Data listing
## START

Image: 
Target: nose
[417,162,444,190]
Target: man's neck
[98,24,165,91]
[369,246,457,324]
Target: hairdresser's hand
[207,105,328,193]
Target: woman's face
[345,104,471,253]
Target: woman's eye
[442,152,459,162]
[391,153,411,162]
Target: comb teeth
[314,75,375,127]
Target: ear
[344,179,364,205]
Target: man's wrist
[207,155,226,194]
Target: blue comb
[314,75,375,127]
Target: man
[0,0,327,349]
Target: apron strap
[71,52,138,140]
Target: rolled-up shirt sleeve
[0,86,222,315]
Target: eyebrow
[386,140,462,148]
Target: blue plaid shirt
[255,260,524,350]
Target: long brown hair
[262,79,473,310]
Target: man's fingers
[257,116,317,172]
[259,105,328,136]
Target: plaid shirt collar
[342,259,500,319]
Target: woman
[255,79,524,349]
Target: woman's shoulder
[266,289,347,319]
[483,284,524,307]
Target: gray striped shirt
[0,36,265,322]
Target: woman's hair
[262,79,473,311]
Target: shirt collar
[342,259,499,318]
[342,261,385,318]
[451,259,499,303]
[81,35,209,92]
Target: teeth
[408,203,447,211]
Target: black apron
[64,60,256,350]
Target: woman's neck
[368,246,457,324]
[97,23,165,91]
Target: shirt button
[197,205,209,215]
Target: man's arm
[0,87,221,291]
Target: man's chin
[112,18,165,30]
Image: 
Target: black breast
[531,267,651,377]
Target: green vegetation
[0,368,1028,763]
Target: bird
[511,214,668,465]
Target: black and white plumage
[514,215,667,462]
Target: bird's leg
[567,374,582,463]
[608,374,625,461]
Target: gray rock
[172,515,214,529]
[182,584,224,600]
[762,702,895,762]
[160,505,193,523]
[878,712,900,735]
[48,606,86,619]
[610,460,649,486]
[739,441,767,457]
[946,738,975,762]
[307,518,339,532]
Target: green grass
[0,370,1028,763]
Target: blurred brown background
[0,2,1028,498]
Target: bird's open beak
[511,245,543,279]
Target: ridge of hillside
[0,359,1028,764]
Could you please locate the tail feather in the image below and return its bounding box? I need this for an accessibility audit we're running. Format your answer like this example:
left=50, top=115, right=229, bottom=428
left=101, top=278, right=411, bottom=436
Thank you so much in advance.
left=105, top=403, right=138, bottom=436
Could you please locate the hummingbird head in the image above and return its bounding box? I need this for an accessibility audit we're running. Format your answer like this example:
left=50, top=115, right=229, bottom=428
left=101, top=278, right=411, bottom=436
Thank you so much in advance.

## END

- _TASK TO CARRY OUT_
Revise the records starting with the line that contains "Target: blue plaid shirt" and going on through the line that contains "[255,79,524,349]", replacing "plaid" with "checked" and leaving everything else unchanged. Give only those lines.

- _EXPECTED ANSWER_
Target: blue checked shirt
[255,260,524,350]
Target: long brown hair
[262,79,473,310]
Target: man's fingers
[257,116,317,172]
[259,105,328,136]
Target: checked shirt collar
[342,259,500,319]
Target: woman
[255,79,524,349]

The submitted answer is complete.